## begin RAW DATA

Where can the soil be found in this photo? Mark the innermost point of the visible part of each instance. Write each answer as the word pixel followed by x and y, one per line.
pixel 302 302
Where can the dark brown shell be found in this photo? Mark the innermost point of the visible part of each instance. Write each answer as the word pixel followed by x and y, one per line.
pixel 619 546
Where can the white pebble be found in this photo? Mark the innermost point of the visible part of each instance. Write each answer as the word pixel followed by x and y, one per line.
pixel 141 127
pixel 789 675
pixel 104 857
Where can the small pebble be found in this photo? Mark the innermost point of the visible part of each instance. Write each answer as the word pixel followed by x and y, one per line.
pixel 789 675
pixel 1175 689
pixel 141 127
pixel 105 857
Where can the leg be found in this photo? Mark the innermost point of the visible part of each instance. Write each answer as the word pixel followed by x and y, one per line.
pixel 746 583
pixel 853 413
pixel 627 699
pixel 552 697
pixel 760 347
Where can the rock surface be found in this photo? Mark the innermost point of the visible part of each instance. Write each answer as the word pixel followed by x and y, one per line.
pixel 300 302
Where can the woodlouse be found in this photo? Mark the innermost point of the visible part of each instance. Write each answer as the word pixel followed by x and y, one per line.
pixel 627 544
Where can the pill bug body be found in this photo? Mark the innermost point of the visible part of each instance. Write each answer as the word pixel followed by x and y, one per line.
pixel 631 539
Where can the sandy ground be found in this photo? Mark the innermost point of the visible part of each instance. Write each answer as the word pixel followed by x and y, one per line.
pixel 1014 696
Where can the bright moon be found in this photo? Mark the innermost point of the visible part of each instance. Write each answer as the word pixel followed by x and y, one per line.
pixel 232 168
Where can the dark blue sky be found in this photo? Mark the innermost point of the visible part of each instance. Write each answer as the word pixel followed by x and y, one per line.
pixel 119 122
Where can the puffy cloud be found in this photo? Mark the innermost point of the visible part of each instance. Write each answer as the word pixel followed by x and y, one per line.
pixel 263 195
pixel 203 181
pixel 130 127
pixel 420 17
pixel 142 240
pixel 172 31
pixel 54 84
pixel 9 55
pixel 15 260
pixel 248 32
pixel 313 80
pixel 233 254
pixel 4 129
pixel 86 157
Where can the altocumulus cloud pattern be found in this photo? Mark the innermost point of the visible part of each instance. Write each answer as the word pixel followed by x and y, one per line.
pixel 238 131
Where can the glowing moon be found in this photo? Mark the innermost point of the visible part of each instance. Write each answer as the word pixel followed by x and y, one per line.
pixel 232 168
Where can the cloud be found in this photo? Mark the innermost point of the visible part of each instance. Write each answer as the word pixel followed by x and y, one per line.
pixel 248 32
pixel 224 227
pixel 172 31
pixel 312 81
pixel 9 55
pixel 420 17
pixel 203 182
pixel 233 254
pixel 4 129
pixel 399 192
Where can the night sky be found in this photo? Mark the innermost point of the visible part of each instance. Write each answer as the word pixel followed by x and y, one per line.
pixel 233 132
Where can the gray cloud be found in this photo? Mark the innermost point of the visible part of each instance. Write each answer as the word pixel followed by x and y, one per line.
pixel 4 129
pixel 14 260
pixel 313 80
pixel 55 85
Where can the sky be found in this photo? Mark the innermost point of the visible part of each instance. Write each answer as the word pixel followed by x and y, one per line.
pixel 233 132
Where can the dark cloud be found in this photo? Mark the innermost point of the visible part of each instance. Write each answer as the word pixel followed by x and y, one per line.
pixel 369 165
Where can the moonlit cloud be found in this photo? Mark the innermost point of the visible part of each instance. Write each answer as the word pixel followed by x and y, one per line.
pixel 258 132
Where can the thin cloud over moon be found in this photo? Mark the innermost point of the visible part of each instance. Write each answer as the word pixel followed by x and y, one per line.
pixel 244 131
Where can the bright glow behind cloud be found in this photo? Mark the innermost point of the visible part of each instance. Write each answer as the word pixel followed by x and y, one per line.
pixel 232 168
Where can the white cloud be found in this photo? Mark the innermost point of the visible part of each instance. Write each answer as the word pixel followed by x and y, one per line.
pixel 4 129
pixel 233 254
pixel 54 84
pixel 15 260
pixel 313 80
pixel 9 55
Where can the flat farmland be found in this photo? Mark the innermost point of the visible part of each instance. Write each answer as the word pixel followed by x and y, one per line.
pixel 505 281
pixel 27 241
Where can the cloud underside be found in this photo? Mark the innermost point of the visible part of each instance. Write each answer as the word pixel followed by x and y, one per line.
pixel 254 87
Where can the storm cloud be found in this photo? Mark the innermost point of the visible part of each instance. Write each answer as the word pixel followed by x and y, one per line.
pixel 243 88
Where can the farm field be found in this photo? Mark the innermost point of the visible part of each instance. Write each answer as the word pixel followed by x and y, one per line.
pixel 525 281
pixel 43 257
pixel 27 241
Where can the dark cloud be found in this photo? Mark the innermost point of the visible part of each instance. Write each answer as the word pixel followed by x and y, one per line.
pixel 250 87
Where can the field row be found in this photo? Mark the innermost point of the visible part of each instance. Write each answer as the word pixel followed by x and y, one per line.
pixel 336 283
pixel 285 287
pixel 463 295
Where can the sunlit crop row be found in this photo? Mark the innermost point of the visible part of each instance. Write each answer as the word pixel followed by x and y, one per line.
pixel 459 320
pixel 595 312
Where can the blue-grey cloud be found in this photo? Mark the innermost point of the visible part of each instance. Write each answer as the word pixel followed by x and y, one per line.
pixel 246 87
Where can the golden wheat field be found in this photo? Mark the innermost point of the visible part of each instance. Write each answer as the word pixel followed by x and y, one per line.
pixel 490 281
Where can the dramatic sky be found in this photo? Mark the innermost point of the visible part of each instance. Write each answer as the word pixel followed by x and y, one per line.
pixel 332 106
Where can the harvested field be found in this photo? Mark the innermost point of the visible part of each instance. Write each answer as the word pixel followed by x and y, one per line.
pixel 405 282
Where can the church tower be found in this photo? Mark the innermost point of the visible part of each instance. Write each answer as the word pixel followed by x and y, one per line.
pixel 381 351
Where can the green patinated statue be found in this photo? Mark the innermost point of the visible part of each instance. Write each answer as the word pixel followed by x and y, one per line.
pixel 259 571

## end RAW DATA

WORK TO COMPLETE: Reproduce verbatim everything from the beginning of the entries above down to the line containing "pixel 302 302", with both ends included.

ANSWER TO THIS PROBLEM:
Where can the soil be found in this photo? Mark the innermost point of the visible part of each instance. Write each answer as the word pixel followed by x and y, one per line.
pixel 302 302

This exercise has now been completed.